* Job
Give the lines of the material from the one containing "Annotate every instance of the fingers" through the final line, inclusive, as a JSON list of strings with one string per line and blank lines omitted.

==== Data excerpts

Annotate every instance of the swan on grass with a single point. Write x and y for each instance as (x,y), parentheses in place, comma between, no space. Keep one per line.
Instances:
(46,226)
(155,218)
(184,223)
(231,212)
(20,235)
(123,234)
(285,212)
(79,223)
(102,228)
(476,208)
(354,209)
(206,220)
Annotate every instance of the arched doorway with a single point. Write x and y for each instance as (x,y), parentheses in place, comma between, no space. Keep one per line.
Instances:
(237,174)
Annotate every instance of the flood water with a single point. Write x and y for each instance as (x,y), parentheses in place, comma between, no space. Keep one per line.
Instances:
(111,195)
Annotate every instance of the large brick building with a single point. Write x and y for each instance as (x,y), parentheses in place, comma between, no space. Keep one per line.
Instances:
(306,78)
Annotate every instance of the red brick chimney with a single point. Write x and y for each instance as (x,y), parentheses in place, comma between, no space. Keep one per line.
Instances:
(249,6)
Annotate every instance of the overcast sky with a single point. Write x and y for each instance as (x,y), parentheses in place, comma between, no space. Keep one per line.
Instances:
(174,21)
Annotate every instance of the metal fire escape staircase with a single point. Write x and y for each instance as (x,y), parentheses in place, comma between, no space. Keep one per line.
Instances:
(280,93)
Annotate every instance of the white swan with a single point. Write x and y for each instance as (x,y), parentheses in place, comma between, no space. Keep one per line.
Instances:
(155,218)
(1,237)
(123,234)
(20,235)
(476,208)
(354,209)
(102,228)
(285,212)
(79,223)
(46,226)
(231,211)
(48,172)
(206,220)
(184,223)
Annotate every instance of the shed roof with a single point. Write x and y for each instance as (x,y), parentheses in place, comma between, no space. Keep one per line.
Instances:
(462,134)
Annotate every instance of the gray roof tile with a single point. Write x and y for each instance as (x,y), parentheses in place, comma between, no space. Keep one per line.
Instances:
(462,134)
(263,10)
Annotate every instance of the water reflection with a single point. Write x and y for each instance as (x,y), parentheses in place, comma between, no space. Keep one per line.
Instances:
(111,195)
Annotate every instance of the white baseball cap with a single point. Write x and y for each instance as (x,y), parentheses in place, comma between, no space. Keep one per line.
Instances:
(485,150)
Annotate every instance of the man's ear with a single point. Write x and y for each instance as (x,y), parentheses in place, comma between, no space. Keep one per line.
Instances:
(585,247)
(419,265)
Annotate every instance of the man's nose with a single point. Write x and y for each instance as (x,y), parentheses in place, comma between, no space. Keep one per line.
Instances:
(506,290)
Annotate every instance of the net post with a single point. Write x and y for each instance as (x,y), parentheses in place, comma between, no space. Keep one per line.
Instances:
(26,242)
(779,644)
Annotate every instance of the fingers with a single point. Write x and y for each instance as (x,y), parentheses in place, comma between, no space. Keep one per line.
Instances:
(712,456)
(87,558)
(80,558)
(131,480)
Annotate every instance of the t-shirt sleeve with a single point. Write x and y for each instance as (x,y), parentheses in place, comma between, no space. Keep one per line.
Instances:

========

* Correct result
[
  "Annotate every instance of the fingers with a single point. Write x and y for each instance as (x,y), parentheses in place, comma between, no space. Keep one per line.",
  "Instances:",
  "(712,456)",
  "(87,558)",
  "(80,558)",
  "(131,480)",
  "Annotate every instance of the t-shirt sleeve with a single point. Write x and y for each instance as (x,y), parentheses in place, comma between, no space. Keep one per line.",
  "Instances:"
]